* Task goal
Extract the passage on the Labor Department's rule for electronic retirement plan disclosures in full, word for word and with its punctuation unchanged.

* Excerpted passage

On May 21, 2020, the U.S. Department of Labor (“DOL”) announced a final rule allowing employers to post retirement plan disclosures online or furnish them to workers via email. The rule is aimed at reducing administrative expenses for employers and making information more readily available to workers.
ERISA-covered retirement plans must furnish multiple disclosures each year to participants and beneficiaries. The exact number of disclosures per year depends on the specific type of retirement plan, its features, and in some cases the plan’s funding status. To deliver these disclosures electronically, plan administrators were previously required to comply with the regulatory safe harbor established in 2002 under 29 CFR 2520.104b-1(c), which required that disclosures be reasonably calculated to ensure that workers actually received the information, including confirmation that the transmitted information was actually received (e.g., using return-receipt or notice of undelivered electronic mail features, conducting periodic reviews or surveys to confirm receipt of the transmitted information).

* Material shown
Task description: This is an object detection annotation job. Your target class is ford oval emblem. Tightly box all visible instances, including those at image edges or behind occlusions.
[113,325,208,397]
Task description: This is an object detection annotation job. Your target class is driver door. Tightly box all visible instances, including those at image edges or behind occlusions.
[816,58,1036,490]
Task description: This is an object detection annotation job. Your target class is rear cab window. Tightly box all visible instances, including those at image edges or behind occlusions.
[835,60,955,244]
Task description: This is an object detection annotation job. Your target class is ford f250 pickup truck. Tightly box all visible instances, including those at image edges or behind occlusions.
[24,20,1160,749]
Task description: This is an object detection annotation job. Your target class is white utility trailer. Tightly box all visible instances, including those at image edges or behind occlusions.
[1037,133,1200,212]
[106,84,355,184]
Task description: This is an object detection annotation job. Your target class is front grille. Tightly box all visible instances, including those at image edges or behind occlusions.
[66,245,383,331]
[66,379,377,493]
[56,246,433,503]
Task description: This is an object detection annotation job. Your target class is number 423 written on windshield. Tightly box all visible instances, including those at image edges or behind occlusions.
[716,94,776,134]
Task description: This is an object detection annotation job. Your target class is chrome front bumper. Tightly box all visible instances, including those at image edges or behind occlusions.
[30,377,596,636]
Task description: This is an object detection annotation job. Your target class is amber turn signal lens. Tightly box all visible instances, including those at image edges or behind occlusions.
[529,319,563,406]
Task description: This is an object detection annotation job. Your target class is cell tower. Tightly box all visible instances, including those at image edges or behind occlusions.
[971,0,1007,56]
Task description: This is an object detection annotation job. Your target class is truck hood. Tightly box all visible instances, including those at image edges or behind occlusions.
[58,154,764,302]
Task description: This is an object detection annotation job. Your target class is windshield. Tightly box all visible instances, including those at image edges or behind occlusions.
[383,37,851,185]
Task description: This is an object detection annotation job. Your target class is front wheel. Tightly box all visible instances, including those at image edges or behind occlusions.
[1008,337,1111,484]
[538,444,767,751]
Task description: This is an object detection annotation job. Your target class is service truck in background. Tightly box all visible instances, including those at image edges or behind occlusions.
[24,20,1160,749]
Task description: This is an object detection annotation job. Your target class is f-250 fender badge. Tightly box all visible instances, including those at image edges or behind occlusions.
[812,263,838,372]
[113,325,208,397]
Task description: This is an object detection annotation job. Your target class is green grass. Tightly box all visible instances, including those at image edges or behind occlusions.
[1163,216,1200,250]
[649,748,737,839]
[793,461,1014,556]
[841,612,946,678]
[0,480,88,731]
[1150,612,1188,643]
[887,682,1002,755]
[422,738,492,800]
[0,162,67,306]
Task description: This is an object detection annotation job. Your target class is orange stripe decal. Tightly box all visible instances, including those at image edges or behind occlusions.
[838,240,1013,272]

* Problem solution
On May 21, 2020, the U.S. Department of Labor (“DOL”) announced a final rule allowing employers to post retirement plan disclosures online or furnish them to workers via email. The rule is aimed at reducing administrative expenses for employers and making information more readily available to workers.
ERISA-covered retirement plans must furnish multiple disclosures each year to participants and beneficiaries. The exact number of disclosures per year depends on the specific type of retirement plan, its features, and in some cases the plan’s funding status. To deliver these disclosures electronically, plan administrators were previously required to comply with the regulatory safe harbor established in 2002 under 29 CFR 2520.104b-1(c), which required that disclosures be reasonably calculated to ensure that workers actually received the information, including confirmation that the transmitted information was actually received (e.g., using return-receipt or notice of undelivered electronic mail features, conducting periodic reviews or surveys to confirm receipt of the transmitted information).